• **REQUIRED ACTION**: Reproduce each line below with no alterations.
START DATA UNDER STUDY
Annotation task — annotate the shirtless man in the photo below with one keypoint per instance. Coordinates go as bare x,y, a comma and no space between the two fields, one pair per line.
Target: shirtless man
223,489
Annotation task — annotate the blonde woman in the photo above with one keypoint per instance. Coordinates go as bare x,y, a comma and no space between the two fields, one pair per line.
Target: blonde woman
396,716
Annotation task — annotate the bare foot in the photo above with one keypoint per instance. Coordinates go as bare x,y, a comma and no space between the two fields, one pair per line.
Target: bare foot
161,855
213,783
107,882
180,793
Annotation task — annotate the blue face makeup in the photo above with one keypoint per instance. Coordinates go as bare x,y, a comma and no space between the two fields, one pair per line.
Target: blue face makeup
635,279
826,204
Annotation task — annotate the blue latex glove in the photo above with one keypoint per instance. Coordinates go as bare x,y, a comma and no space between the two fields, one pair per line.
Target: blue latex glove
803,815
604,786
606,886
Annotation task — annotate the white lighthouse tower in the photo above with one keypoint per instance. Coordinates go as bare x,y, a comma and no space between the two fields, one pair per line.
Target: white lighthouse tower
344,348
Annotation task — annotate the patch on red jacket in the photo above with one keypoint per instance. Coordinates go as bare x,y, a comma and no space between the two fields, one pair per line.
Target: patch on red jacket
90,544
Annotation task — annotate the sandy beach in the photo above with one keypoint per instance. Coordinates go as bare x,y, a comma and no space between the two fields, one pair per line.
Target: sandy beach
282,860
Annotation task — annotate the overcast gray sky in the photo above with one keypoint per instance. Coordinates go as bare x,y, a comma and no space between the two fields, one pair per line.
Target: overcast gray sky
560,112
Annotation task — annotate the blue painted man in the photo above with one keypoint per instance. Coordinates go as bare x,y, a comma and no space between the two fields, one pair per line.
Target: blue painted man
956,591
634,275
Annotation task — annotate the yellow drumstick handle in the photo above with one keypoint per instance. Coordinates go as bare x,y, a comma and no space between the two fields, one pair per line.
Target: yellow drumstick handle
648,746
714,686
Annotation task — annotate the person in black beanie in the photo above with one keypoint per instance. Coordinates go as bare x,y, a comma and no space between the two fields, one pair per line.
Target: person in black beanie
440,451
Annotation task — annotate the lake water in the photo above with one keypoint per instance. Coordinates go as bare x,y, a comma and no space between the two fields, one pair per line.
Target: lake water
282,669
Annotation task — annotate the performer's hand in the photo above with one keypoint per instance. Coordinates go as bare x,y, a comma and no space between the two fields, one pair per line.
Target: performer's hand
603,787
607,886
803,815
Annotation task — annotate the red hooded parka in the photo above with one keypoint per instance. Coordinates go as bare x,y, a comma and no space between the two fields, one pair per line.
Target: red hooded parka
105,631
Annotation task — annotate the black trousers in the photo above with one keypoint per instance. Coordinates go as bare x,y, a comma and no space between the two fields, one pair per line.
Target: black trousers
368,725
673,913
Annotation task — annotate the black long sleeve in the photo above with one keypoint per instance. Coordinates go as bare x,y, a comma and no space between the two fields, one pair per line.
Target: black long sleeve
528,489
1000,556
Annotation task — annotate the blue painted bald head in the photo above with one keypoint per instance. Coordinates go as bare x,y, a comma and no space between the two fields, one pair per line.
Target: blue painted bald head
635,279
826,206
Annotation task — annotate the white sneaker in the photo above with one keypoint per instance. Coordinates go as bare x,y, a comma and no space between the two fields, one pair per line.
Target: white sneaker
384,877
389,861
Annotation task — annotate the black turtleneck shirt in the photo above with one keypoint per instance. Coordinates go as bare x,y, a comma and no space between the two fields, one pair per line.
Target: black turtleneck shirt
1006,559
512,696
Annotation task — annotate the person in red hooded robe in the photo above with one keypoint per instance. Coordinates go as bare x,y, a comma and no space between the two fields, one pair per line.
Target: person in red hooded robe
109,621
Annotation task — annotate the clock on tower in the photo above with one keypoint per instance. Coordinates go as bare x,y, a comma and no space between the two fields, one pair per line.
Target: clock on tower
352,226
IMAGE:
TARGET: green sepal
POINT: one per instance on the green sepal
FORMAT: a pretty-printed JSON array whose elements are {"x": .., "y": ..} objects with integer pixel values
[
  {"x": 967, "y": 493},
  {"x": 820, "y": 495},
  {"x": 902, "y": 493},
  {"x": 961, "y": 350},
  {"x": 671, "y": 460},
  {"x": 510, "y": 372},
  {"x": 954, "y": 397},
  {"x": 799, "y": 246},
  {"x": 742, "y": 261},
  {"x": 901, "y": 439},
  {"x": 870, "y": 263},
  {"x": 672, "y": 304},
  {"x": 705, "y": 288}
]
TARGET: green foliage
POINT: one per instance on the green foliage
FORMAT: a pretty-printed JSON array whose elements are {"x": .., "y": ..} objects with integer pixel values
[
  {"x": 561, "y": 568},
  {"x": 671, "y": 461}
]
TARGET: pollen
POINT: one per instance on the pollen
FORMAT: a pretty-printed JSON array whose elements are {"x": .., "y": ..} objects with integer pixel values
END DATA UNDER STUDY
• **TASK RESPONSE**:
Annotation task — annotate the shirtless man in the photo below with one keypoint per instance. Coordinates go as bare x,y, a comma and no space between the two fields, one pair per line.
Target: shirtless man
223,489
Annotation task — annotate the blonde woman in the photo above with one keypoint per instance. Coordinates go as bare x,y, a comma and no space between the two fields, one pair per line.
Target: blonde woman
396,716
Annotation task — annotate the bare foot in the photo above with one keypoint per instance. Coordinates go as bare x,y, a comma and no space between the two fields, one pair per line.
Target: bare foot
161,855
213,783
107,882
180,793
Annotation task — annotate the blue face makeup in the photo above with one keypoint per instance. Coordinates go as bare x,y, a comma and no space between the two fields, one pair per line.
Target: blue face makeup
635,279
826,204
Annotation task — annotate the blue latex glove in the photo above with one keypoint per instance. Coordinates go as bare x,y, a comma and no space between the two fields, one pair per line.
Target: blue latex glove
803,815
604,786
606,886
Annotation task — annotate the white lighthouse tower in the photo above with one keypoint per instance. Coordinates go as bare x,y, a comma and no space between the two fields, one pair per line.
Target: white lighthouse tower
344,348
Annotation task — annotate the patch on red jacket in the photo above with one keypoint per instance. Coordinates go as bare x,y, a comma and no space between the two fields, one pair per line.
Target: patch on red jacket
90,544
Annotation task — annotate the sandy beach in the photo above with one keypoint per instance. Coordinates go as bare x,y, a comma and no space between the two fields, one pair per line.
Target: sandy beach
282,860
Annotation task — annotate the overcast gray sky in the photo above with one keypoint per instance. Coordinates go as bare x,y, a comma and no space between the two fields, one pair per line.
Target: overcast gray sky
560,112
Annotation task — annotate the blue painted man in the photo above with one keypoint per instance. Coordinates go as bare x,y, a comma and no space between the two fields, one pair per line.
Target: blue painted man
956,591
634,275
Annotation task — annotate the yellow drumstick handle in the photo above with one keypoint per instance. Coordinates go as bare x,y, a comma and no space between the two fields, one pair per line.
Target: yellow drumstick handle
648,746
714,686
Annotation task — annotate the person in black beanie in the photo above with one keypoint per instance. Coordinates go as bare x,y, a comma and no space between the two fields, one pair per line.
Target: person in black beanie
440,451
Annotation task — annotate the lake water in the photo above with one keypoint per instance. Coordinates go as bare x,y, a comma and no space between the two fields, one pair per line.
Target: lake water
282,669
Annotation task — annotate the performer's hand in the photo above with one keypoint per instance. Coordinates go as bare x,y, a comma and no space between the two fields, one pair per line.
Target: performer's hand
603,787
607,886
803,815
Annotation task — annotate the red hooded parka in the photo above with one keypoint per instance. Coordinates go as bare x,y, a comma and no space between the two fields, one pair per line.
Target: red hooded parka
105,631
Annotation task — annotate the black trousers in the photo above with one keypoint per instance. Coordinates go as bare x,y, a comma and no space between the two fields, one pair per line.
Target: black trousers
368,725
673,913
Annotation task — annotate the black long sleeve in the photo above with one keypoint per instance. Coordinates go as bare x,y, a comma and no space between the two fields, one pair per line.
Target: black long sleeve
528,489
1000,556
Annotation task — annotate the blue painted bald head in the photo above with one keypoint per instance. Coordinates go as bare x,y, a comma and no space between the two fields, one pair per line.
Target: blue painted bald head
635,279
826,206
Annotation task — annotate the white sneaker in the photo above with one keypoint per instance. Coordinates go as bare x,y, a comma and no space between the two fields, one pair per line.
Target: white sneaker
384,877
389,861
Annotation task — annotate the black turtleneck shirt in the photo above with one keypoint per instance. Coordinates go as bare x,y, a comma and no space between the two fields, one pair per line.
Target: black turtleneck shirt
1006,559
512,696
Annotation task — annotate the person in red hooded robe in the photo above with one keypoint per instance. Coordinates go as bare x,y, a comma and no space between the two fields, one pair per line.
Target: person in red hooded robe
109,621
Annotation task — annotate the clock on tower in the photo above with one keypoint per instance. Coordinates go as bare x,y, a comma and no space between the two fields, one pair per line.
Target: clock on tower
352,226
IMAGE:
TARGET: green sepal
POINT: one per instance on the green sepal
FORMAT: a pretty-printed JSON array whose elements are {"x": .., "y": ..} objects with integer pixel values
[
  {"x": 967, "y": 493},
  {"x": 820, "y": 495},
  {"x": 902, "y": 493},
  {"x": 961, "y": 350},
  {"x": 671, "y": 460},
  {"x": 510, "y": 372},
  {"x": 954, "y": 397},
  {"x": 799, "y": 246},
  {"x": 742, "y": 261},
  {"x": 901, "y": 439},
  {"x": 870, "y": 263},
  {"x": 672, "y": 304},
  {"x": 705, "y": 288}
]
TARGET: green foliage
POINT: one per instance on the green foliage
FORMAT: a pretty-printed JSON array whose elements are {"x": .., "y": ..} objects with integer pixel values
[
  {"x": 561, "y": 568},
  {"x": 671, "y": 461}
]
TARGET: pollen
POINT: one per instance on the pollen
FORMAT: a pretty-printed JSON array whose elements are {"x": .., "y": ..} objects with integer pixel values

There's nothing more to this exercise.